• Material provided:
▽

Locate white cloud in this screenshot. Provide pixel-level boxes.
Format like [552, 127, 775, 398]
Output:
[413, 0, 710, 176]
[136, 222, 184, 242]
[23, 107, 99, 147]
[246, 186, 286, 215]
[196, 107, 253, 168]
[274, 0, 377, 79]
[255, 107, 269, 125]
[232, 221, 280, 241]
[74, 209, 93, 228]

△

Copy every item above character for character.

Locate white cloud in this screenshot. Provide pixel-level boxes.
Format like [552, 127, 775, 398]
Output:
[413, 0, 710, 176]
[136, 222, 184, 242]
[23, 107, 99, 147]
[246, 186, 286, 215]
[196, 107, 253, 168]
[274, 0, 377, 79]
[255, 107, 269, 125]
[232, 221, 280, 241]
[74, 209, 93, 228]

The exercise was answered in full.